* _Texte fourni_:
☆ ☆ ☆ ☆ ☆ ☆ ☆
Elle tranchait de ce fait avec des journalistes qui faisaient et font encore de
la figuration en permettant aux politiques de débiter leurs mensonges dans une
langue de bois intolérable. Elle était aussi un ange par sa beauté et sa
proximité avec les plus humbles car elle portait leurs doléances aux hommes
politiques
Abdellatif Mansour
a décrit en mars 2016 ainsi l’itinéraire de cette femme journaliste libre
et libérée et qui a porté aussi avec d’autres la question féminine dans le pays.
« Nous sommes dans les années
1990 une époque où le Maroc avait à
peine entamé sa réconciliation avec un passé douloureux ( ou années de plomb comme
les appelaient les marocains : années ou l’arbitraire était roi avec son
lot de disparitions forcées et d’emprisonnements). C’est dans ce Maroc qui se
cherchait, que Malika Malak débarqua
à la chaine de télévision 2M. Tous les chemins mènent au journalisme. La défunte y est arrivée par le Droit, dont elle a suivi le cursus, d’abord à l’université Mohammed V de Rabat, puis à Montréal. Elle devenait, de
fait, partie prenante, à partir de la
télévision, d’une mutation dans la
douleur. La plupart de ses invités,
étaient dedans, à différents degrés de
leur vécu politique et de leur stature
sur l’échiquier, au présent. Ils ne se
faisaient pas prier pour venir à une
émission amplement courue, surtout par
les leaders de l’opposition.
☆ ☆ ☆ ☆ ☆ ☆ ☆
* _Jeu de données_:
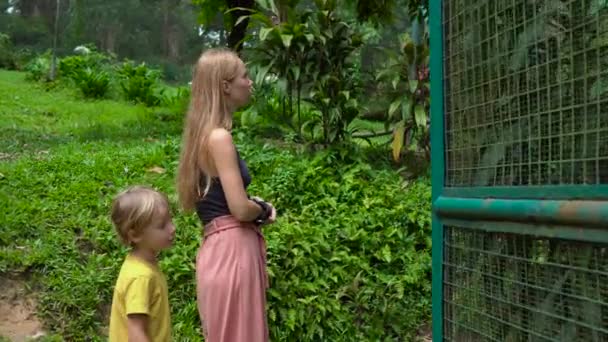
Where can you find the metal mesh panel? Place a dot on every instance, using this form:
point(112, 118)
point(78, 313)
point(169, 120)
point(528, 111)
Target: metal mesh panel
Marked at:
point(505, 287)
point(526, 97)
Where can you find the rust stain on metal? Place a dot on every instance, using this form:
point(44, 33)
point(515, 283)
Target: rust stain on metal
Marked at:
point(571, 210)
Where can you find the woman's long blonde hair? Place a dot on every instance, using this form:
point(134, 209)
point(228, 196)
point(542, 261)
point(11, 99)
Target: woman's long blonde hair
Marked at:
point(208, 110)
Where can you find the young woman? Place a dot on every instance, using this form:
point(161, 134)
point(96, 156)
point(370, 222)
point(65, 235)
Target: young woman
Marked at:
point(231, 277)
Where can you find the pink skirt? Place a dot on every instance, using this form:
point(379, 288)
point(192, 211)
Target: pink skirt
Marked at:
point(231, 282)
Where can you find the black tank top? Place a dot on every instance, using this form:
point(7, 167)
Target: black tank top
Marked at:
point(214, 204)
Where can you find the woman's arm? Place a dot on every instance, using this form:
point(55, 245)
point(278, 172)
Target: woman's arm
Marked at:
point(223, 153)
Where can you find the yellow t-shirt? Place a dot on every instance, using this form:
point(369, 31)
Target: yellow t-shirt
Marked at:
point(141, 288)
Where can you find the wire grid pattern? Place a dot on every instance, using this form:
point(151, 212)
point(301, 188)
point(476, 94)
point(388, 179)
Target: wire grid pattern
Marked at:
point(506, 287)
point(526, 92)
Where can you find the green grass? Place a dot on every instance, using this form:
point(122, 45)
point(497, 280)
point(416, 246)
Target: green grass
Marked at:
point(36, 119)
point(349, 258)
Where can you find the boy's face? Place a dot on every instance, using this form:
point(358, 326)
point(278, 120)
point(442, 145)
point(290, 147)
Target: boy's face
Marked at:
point(159, 235)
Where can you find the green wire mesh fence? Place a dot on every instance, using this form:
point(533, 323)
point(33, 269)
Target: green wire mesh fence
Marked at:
point(526, 104)
point(526, 84)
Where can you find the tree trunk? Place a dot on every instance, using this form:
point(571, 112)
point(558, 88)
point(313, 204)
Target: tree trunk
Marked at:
point(238, 32)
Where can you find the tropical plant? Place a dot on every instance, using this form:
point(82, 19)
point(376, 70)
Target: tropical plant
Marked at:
point(139, 83)
point(407, 76)
point(311, 54)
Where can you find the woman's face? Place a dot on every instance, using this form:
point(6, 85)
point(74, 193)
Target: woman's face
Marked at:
point(238, 90)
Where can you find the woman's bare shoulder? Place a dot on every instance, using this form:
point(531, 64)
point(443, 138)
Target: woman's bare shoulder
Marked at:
point(219, 136)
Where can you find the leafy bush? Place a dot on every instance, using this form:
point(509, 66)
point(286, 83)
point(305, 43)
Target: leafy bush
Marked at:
point(71, 66)
point(93, 83)
point(312, 52)
point(7, 52)
point(349, 258)
point(139, 83)
point(38, 68)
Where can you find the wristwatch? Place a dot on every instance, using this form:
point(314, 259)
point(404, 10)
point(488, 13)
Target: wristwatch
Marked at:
point(265, 214)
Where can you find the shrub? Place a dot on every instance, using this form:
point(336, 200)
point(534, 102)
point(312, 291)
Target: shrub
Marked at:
point(139, 83)
point(93, 83)
point(70, 66)
point(38, 68)
point(7, 52)
point(349, 258)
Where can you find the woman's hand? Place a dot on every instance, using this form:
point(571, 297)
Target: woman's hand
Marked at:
point(273, 212)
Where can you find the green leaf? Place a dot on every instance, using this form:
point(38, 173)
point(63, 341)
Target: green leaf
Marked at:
point(394, 106)
point(397, 145)
point(286, 38)
point(413, 85)
point(420, 116)
point(264, 32)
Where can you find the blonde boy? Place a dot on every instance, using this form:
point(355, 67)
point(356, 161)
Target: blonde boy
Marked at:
point(140, 305)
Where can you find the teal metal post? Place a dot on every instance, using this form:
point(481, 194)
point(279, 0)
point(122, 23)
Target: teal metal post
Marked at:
point(437, 160)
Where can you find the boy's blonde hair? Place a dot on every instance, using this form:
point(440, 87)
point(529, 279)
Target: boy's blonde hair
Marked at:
point(134, 209)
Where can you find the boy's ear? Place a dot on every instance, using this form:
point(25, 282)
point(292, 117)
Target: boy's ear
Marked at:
point(134, 238)
point(226, 87)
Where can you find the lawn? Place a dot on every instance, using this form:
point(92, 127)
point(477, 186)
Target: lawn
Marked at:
point(349, 258)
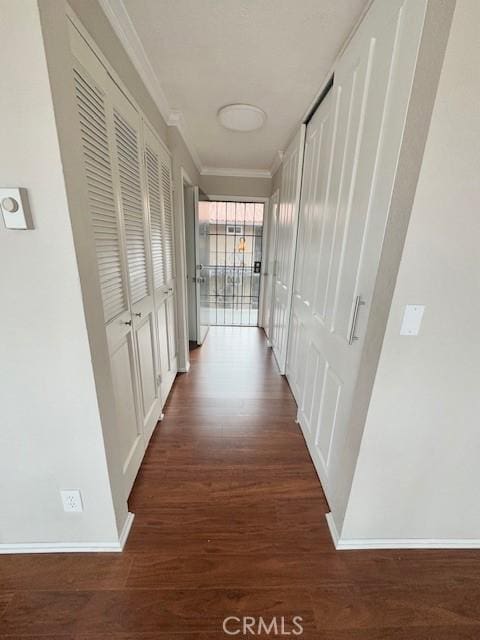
☆ ☆ ☆ ☆ ☆ ☆ ☆
* _Consigne_:
D'après le texte fourni, par quelle filière d'études Malika Malak est-elle arrivée au journalisme ?

* _Réponse rédigée_:
Par le droit, qu'elle a étudié d'abord à l'université Mohammed V de Rabat, puis à Montréal.